*Short task A*:
Duplicate the passage on motherboard power delivery from "The whole point" up to and including "provide average power.".
*Short task B*:
Go on with the text about Intel's PWM power systems, picking up right after its final sentence.

*Extract provided*:
## BEGIN
Am I talking to someone that is even understanding anything about signalling and power at Frequency. All I am getting is answers that just say "this has been used before!" But its not the same thing or for the same purpose.
Intel are trying to push on people its PWM power systems, and trying to get people to install them on the motherboard. Essentially to shrink down the size of the power supply system, and avoid using large capacitors to remove wasted ripple. But these compromises always come at a price.
The whole point in having multiphase signaling on the Motherboards, was to stop the use of overdrive power used for digital signaling and create Square waves using combinations of multiple sinewaves added together. This ups efficiency, and causes less stress on high power components. Intels tech, does the opposite, and makes it harder, but continually having to change the PWM frequency to match demand. So rather than produce a nice sinewave, polyphase system, which they have perfected on the motherboards, intel wishes to save space, and bend the principles of electronics to use Switching power signals to provide average power.
Sine wave system created individual sinewaves per line and combined them before use. Intels tech just forces the same PWM signals through all lines.Its becomes an issue when the adapter is designed and used on average power, when given that PWM works as a max of 50% duty cycle, has to then provide more voltage at its high state, to average to the designed voltage it needs to feed. So 5v systems, need a 10v supply Minimum at 50% duty Meaning peak values are twice the rated by design...
## END
*Dataset extract*:
## BEGIN
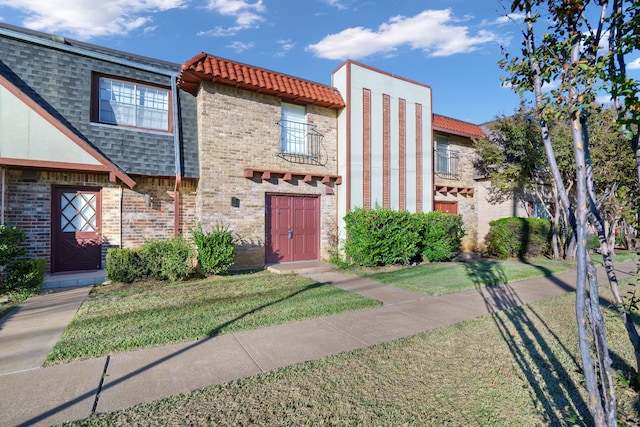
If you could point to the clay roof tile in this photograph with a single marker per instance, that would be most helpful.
(204, 67)
(455, 126)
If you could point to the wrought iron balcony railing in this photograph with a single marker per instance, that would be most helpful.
(300, 143)
(447, 164)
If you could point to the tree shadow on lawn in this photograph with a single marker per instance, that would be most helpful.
(212, 335)
(549, 380)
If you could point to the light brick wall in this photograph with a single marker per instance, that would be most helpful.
(467, 203)
(238, 129)
(492, 205)
(126, 221)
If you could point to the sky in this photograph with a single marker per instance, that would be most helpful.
(453, 46)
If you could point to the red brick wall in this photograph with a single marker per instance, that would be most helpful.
(126, 220)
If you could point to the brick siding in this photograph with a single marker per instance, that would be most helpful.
(238, 130)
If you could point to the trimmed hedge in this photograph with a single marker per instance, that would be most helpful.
(384, 237)
(519, 237)
(25, 275)
(441, 234)
(215, 249)
(165, 259)
(18, 276)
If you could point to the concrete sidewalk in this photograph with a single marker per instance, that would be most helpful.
(75, 390)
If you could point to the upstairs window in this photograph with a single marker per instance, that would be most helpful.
(446, 160)
(299, 141)
(132, 104)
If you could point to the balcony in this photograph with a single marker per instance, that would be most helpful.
(301, 143)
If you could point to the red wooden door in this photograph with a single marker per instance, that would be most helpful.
(446, 207)
(292, 228)
(76, 223)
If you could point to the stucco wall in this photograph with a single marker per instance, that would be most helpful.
(385, 141)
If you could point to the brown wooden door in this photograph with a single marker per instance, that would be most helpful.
(292, 228)
(76, 229)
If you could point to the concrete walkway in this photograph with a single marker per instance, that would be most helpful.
(30, 395)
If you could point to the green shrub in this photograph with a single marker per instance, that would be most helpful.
(380, 237)
(25, 275)
(519, 237)
(441, 235)
(10, 240)
(215, 249)
(167, 259)
(383, 236)
(125, 265)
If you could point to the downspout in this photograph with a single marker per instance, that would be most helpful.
(178, 159)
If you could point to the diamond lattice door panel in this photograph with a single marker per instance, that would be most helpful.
(77, 242)
(292, 228)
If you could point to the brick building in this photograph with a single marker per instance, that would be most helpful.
(267, 152)
(455, 187)
(101, 148)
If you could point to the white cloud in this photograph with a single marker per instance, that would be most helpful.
(509, 18)
(84, 19)
(434, 31)
(338, 4)
(239, 46)
(246, 14)
(634, 65)
(285, 47)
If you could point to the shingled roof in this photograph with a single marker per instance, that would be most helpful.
(456, 127)
(205, 67)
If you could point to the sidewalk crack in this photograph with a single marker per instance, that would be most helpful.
(100, 385)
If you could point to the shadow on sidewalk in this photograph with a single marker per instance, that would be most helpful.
(520, 328)
(212, 334)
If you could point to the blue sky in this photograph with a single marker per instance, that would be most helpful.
(451, 45)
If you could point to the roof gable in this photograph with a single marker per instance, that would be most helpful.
(456, 127)
(205, 67)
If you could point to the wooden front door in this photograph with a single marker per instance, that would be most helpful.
(76, 223)
(292, 228)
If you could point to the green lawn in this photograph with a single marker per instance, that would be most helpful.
(121, 317)
(448, 277)
(520, 367)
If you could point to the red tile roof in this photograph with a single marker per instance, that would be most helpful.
(204, 67)
(456, 127)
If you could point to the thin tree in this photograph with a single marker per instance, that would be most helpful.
(568, 53)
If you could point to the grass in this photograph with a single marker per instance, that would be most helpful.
(513, 368)
(448, 277)
(120, 317)
(13, 299)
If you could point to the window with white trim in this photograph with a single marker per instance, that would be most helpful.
(126, 103)
(446, 159)
(293, 129)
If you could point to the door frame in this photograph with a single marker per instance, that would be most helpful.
(56, 215)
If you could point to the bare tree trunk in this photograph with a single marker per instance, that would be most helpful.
(556, 221)
(587, 313)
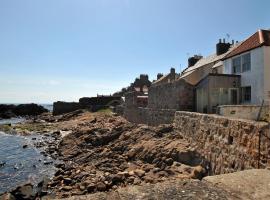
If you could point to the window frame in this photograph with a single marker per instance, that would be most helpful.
(244, 95)
(241, 57)
(242, 62)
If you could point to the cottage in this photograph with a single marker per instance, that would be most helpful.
(251, 60)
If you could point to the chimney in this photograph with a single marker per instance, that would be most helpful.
(222, 47)
(143, 77)
(172, 74)
(193, 60)
(172, 71)
(159, 75)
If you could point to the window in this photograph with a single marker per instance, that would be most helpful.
(246, 62)
(246, 94)
(236, 67)
(241, 64)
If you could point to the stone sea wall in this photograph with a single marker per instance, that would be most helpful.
(61, 107)
(152, 117)
(228, 144)
(245, 111)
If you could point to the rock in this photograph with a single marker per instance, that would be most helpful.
(198, 172)
(117, 178)
(2, 164)
(101, 186)
(67, 188)
(139, 172)
(47, 162)
(156, 169)
(136, 181)
(91, 187)
(24, 192)
(7, 196)
(67, 181)
(169, 161)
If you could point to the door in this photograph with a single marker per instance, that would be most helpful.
(234, 99)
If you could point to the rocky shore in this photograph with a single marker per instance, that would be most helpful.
(104, 152)
(8, 111)
(103, 156)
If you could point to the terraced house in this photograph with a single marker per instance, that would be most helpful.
(251, 60)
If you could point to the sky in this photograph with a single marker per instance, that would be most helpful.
(65, 49)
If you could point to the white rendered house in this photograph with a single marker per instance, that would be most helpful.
(251, 60)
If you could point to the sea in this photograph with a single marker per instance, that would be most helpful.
(20, 165)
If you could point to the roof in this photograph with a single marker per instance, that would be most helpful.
(162, 78)
(207, 60)
(218, 64)
(219, 75)
(258, 39)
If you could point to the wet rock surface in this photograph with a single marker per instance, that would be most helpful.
(8, 111)
(105, 152)
(174, 189)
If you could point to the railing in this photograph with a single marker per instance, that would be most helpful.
(263, 159)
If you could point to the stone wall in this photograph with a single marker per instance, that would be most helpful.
(228, 144)
(177, 95)
(244, 111)
(152, 117)
(61, 107)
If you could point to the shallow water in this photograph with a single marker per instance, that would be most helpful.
(20, 165)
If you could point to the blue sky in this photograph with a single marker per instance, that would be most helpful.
(65, 49)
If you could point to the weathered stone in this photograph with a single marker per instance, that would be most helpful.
(101, 186)
(139, 172)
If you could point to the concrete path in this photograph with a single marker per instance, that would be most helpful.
(248, 184)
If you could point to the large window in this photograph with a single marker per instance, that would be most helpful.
(236, 65)
(241, 64)
(246, 94)
(246, 62)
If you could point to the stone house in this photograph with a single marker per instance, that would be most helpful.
(168, 78)
(251, 60)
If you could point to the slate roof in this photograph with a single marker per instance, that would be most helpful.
(207, 60)
(258, 39)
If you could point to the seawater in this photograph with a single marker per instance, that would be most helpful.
(20, 165)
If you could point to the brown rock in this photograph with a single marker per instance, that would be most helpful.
(139, 172)
(67, 188)
(198, 172)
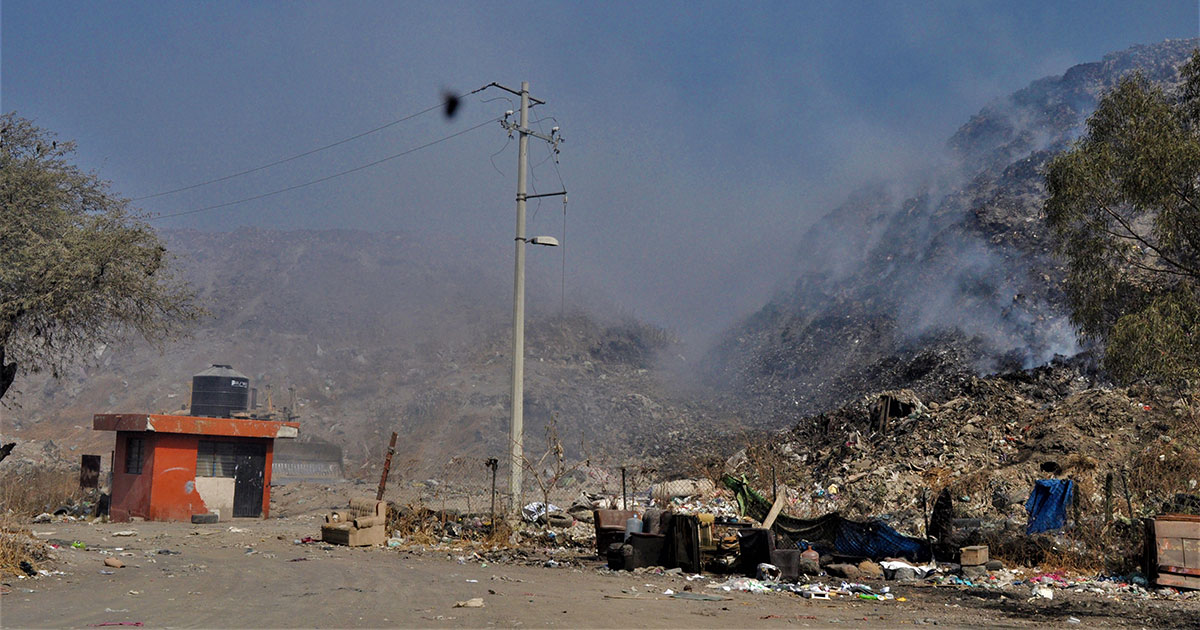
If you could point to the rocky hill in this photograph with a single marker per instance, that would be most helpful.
(928, 283)
(377, 333)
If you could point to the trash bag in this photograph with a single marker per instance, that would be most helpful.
(1048, 504)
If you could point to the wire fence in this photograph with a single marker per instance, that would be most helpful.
(465, 485)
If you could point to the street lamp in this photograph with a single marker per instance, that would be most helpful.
(516, 429)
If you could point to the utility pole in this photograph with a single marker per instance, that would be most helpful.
(516, 426)
(516, 429)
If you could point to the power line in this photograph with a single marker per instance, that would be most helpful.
(327, 178)
(298, 156)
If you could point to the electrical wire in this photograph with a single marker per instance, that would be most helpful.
(298, 156)
(327, 178)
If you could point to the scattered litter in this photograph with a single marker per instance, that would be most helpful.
(699, 597)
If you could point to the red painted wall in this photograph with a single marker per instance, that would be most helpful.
(166, 487)
(131, 492)
(174, 497)
(267, 478)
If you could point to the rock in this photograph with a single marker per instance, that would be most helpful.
(844, 570)
(870, 569)
(904, 574)
(975, 571)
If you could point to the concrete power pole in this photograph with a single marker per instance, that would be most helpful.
(516, 426)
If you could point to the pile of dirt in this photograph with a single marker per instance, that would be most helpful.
(1129, 450)
(949, 276)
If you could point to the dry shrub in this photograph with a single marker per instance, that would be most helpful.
(1167, 467)
(37, 491)
(415, 523)
(937, 478)
(17, 545)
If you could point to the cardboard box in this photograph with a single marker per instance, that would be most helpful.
(973, 556)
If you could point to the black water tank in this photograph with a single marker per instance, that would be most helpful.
(219, 391)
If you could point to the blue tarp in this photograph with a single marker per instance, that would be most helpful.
(1048, 504)
(831, 533)
(876, 539)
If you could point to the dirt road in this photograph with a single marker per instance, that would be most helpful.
(207, 576)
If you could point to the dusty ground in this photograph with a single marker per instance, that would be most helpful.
(214, 577)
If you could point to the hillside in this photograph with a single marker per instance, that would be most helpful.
(376, 333)
(925, 285)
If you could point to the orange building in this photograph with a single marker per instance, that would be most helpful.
(171, 467)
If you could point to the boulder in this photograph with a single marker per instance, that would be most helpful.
(975, 571)
(847, 571)
(870, 569)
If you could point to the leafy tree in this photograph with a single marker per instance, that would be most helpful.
(78, 267)
(1125, 208)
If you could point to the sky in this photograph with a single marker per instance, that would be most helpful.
(701, 138)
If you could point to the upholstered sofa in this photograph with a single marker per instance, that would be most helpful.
(365, 522)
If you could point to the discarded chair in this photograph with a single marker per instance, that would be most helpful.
(364, 523)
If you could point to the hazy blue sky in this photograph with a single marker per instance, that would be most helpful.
(702, 137)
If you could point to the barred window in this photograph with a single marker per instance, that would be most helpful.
(135, 451)
(215, 459)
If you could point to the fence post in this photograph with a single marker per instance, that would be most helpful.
(492, 462)
(387, 466)
(624, 497)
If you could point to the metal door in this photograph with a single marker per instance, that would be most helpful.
(247, 490)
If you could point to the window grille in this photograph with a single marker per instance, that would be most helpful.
(215, 459)
(135, 451)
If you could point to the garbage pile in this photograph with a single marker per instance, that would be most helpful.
(989, 443)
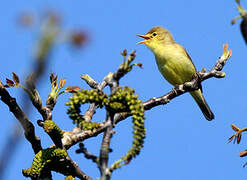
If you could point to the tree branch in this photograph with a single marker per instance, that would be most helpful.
(27, 125)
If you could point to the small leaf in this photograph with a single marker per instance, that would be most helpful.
(243, 28)
(239, 138)
(139, 64)
(235, 128)
(53, 79)
(10, 82)
(72, 88)
(234, 21)
(230, 139)
(124, 53)
(16, 78)
(203, 70)
(243, 153)
(62, 83)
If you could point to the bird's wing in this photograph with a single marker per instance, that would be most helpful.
(185, 52)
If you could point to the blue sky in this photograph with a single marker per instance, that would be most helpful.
(180, 143)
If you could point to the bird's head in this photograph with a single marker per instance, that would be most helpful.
(155, 37)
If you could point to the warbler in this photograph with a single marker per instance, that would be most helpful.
(174, 63)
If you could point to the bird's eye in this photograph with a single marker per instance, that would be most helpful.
(154, 34)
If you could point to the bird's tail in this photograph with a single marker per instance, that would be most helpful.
(201, 102)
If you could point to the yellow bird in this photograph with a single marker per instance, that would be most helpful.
(174, 63)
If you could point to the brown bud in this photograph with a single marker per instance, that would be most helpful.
(10, 83)
(243, 153)
(124, 53)
(15, 78)
(235, 128)
(62, 83)
(72, 88)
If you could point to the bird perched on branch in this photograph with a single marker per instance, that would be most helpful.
(174, 63)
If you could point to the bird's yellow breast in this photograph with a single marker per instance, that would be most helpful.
(174, 63)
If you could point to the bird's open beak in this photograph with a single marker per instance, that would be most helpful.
(145, 37)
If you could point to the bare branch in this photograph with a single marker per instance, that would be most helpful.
(23, 119)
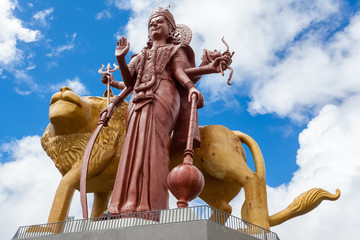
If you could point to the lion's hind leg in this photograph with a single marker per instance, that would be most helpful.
(220, 217)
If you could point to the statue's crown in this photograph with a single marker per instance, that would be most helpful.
(159, 11)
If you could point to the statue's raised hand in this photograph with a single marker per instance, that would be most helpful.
(122, 47)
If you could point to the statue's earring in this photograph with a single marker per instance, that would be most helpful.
(149, 43)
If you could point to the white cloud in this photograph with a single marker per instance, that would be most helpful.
(57, 51)
(327, 158)
(28, 182)
(313, 74)
(255, 30)
(42, 16)
(317, 76)
(12, 31)
(103, 14)
(27, 185)
(74, 84)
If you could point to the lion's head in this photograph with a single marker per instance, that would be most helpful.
(72, 119)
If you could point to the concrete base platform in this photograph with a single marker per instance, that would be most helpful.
(196, 230)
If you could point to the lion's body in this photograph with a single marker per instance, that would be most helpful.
(221, 159)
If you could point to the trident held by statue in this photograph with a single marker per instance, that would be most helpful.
(109, 70)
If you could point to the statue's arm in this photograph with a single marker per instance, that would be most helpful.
(122, 48)
(179, 64)
(212, 62)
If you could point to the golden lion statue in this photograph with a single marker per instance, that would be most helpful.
(221, 158)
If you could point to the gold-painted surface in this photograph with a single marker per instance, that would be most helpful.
(221, 158)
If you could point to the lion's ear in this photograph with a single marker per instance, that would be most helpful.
(106, 93)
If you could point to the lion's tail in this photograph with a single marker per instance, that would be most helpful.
(255, 151)
(304, 203)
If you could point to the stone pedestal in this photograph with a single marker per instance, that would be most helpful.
(197, 230)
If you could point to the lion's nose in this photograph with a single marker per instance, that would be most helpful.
(64, 89)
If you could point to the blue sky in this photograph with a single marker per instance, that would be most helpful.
(296, 90)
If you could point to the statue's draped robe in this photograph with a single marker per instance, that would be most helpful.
(140, 184)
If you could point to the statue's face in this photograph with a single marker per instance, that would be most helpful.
(158, 28)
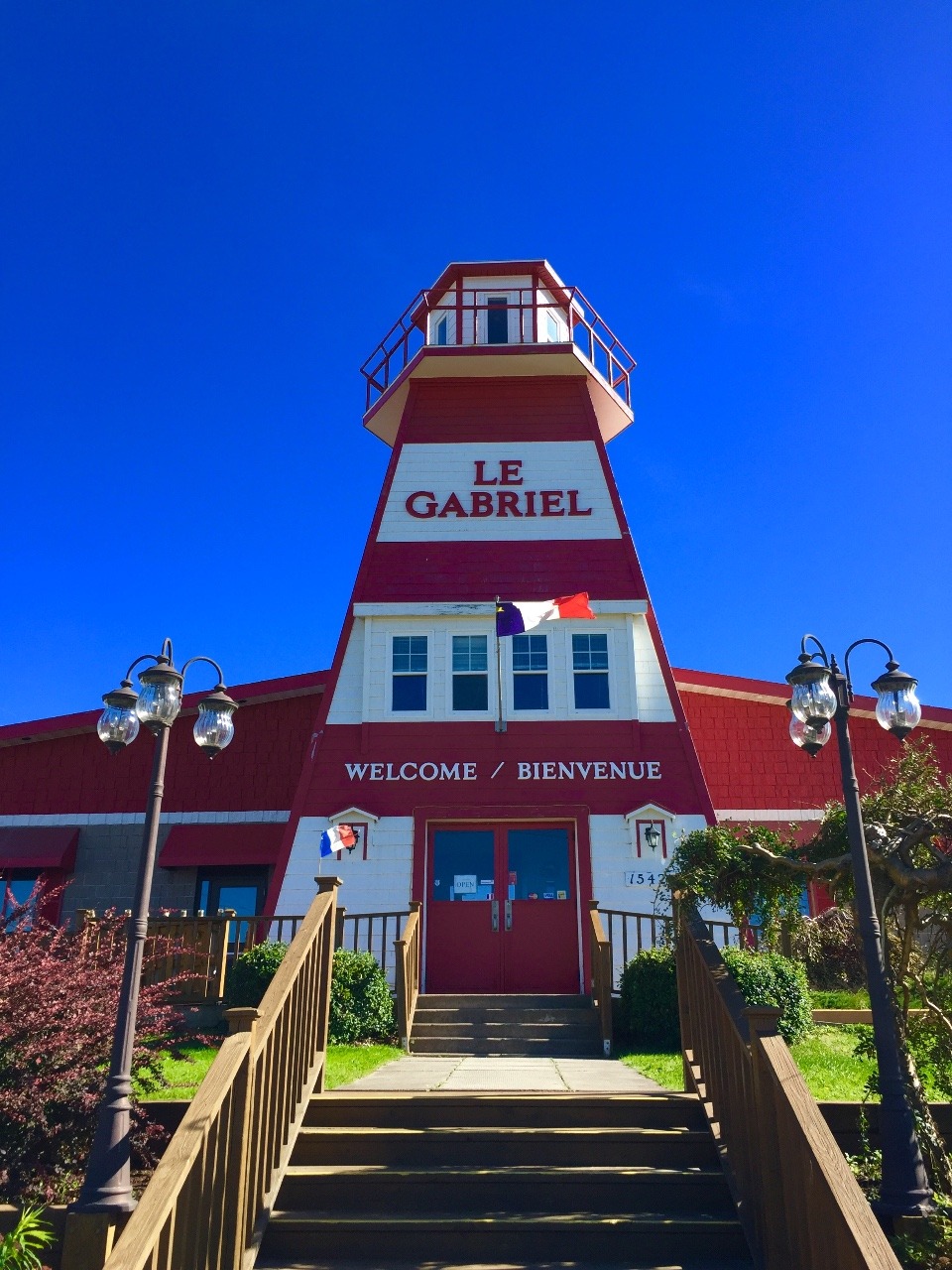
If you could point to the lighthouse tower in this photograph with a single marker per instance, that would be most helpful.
(503, 783)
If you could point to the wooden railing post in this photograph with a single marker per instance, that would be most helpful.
(602, 974)
(771, 1215)
(407, 951)
(326, 974)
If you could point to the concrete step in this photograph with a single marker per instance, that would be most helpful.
(593, 1237)
(543, 1047)
(502, 1001)
(335, 1189)
(506, 1015)
(502, 1110)
(506, 1147)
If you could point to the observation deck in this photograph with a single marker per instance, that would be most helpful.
(497, 318)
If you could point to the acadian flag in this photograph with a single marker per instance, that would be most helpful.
(516, 617)
(335, 838)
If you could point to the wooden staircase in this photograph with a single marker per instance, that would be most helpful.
(552, 1026)
(504, 1179)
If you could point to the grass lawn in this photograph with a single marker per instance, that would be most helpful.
(825, 1058)
(184, 1075)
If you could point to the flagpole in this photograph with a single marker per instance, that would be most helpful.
(500, 720)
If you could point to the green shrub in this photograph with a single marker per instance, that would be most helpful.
(649, 1005)
(361, 1005)
(771, 979)
(252, 971)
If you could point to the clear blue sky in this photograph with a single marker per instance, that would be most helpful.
(211, 213)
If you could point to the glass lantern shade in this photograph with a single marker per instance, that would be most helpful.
(897, 707)
(118, 724)
(160, 697)
(812, 699)
(214, 726)
(809, 737)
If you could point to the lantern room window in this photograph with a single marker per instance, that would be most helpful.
(409, 677)
(530, 672)
(470, 672)
(590, 668)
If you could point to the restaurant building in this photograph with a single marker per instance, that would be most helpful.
(502, 781)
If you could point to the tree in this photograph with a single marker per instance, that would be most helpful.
(907, 820)
(59, 996)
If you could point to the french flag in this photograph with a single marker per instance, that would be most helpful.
(516, 617)
(336, 838)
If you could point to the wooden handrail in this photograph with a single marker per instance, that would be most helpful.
(602, 974)
(211, 1196)
(408, 973)
(796, 1197)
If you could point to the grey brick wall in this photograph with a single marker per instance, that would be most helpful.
(107, 862)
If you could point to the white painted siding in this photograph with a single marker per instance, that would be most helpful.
(654, 701)
(363, 691)
(375, 885)
(546, 465)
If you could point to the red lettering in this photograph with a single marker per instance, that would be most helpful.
(430, 504)
(453, 507)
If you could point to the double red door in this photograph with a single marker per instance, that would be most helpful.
(502, 908)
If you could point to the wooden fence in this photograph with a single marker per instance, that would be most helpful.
(602, 975)
(408, 973)
(800, 1205)
(630, 933)
(211, 1196)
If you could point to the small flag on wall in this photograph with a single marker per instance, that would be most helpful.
(336, 838)
(516, 617)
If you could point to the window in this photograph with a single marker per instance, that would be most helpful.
(470, 672)
(409, 672)
(590, 666)
(530, 672)
(498, 320)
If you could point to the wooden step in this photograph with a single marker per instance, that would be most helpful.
(508, 1110)
(593, 1237)
(506, 1147)
(362, 1188)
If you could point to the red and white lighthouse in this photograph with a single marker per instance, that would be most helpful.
(499, 781)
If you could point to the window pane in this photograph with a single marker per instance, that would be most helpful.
(463, 864)
(592, 693)
(530, 693)
(538, 864)
(470, 693)
(470, 653)
(409, 691)
(530, 653)
(590, 652)
(409, 654)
## END
*Reply A*:
The whole point in having multiphase signaling on the Motherboards, was to stop the use of overdrive power used for digital signaling and create Square waves using combinations of multiple sinewaves added together. This ups efficiency, and causes less stress on high power components. Intels tech, does the opposite, and makes it harder, but continually having to change the PWM frequency to match demand. So rather than produce a nice sinewave, polyphase system, which they have perfected on the motherboards, intel wishes to save space, and bend the principles of electronics to use Switching power signals to provide average power.

*Reply B*:
So what happens when power draw is Maxed, the voltage is 10v for 50% of the time, and though that averages at 5v, it puts possibly more voltage on the devices that are rated for far lower. Current Draw is on demand, so when this increases, peaks of power draw are 0.6x higher that the x Root 2 that it was before.
So different lines all being shorted, means all devices that are shorted to the same connector, or different parts of the system all connected together are subjected to these same spikes of voltage.
My Guess is that the Power adapter meltdown is with high sustained use. If it was simply not connecting the card up correctly, then this would void any warrantee and liability for Nvidia, and they could refuse to replace anything. Or on the other hand, the uses tried to overclock their cards and pushed the power, which is up to its limits, over the threshold.
It doesn't matter if the Transistors on the board can take the voltage, what matters is that any system is as strong as its weakest rated part, and this is the connector system.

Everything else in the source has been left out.